**THE EXERCISE**
Reproduce the material below word for word, but leave out the pictures.

**RECORDS PROVIDED**
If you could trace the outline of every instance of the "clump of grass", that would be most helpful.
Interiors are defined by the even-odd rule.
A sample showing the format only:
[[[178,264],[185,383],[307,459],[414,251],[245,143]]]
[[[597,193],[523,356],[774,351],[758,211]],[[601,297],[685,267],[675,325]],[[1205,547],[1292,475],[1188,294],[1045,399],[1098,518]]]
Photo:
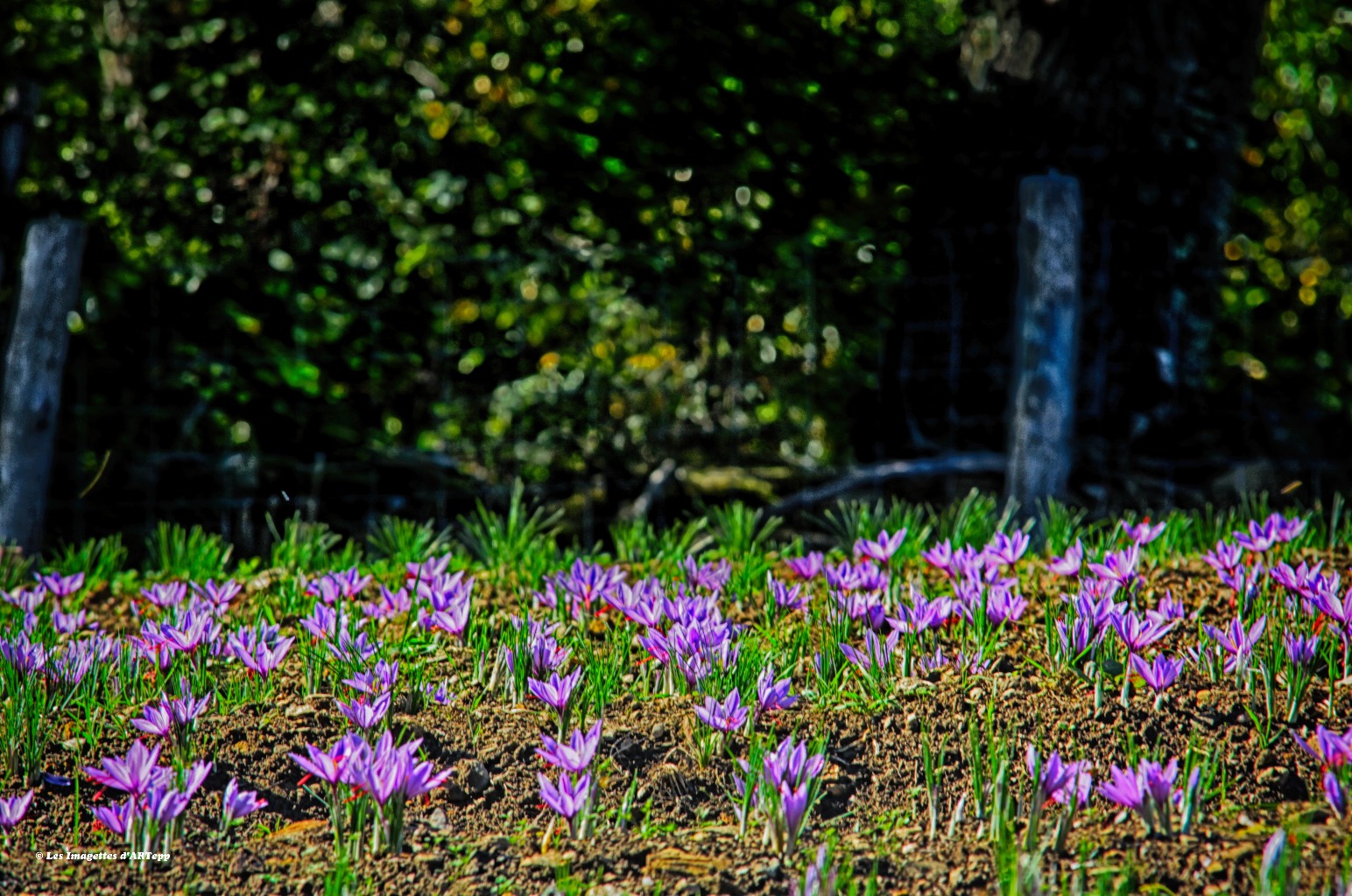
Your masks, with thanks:
[[[169,578],[206,581],[228,573],[234,547],[224,538],[207,532],[201,526],[184,528],[161,520],[146,538],[147,565],[151,572]]]

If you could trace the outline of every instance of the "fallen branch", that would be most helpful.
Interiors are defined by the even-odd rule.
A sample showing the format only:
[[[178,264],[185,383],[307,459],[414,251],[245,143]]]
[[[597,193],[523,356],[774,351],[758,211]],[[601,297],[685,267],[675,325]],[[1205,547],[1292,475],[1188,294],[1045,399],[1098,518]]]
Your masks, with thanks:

**ANSWER IN FULL**
If you could trace the outline of every instance of the "clump of grass", that would be most helpful.
Interiors are defined by the even-odd rule.
A sample showing the format only:
[[[178,264],[185,383],[307,459],[414,251],[245,143]]]
[[[597,193],[523,356],[774,351],[758,211]],[[601,297],[685,267],[675,325]],[[1205,547],[1292,475],[1188,294],[1045,399],[1098,518]]]
Photo:
Your masks, with thanks:
[[[169,578],[206,581],[228,573],[234,547],[224,538],[207,532],[201,526],[184,528],[161,520],[146,538],[147,565],[151,572]]]

If you could trace the outline of every instance of the "fallen branch", that would be most helpful.
Interiors are defined by the even-odd rule.
A sample showing the format only:
[[[178,264],[185,383],[307,459],[414,251],[245,143]]]
[[[597,193],[523,356],[774,351],[758,211]],[[601,297],[685,267],[675,325]],[[1205,547],[1292,475],[1188,294],[1045,399],[1098,518]]]
Your masks, with thanks:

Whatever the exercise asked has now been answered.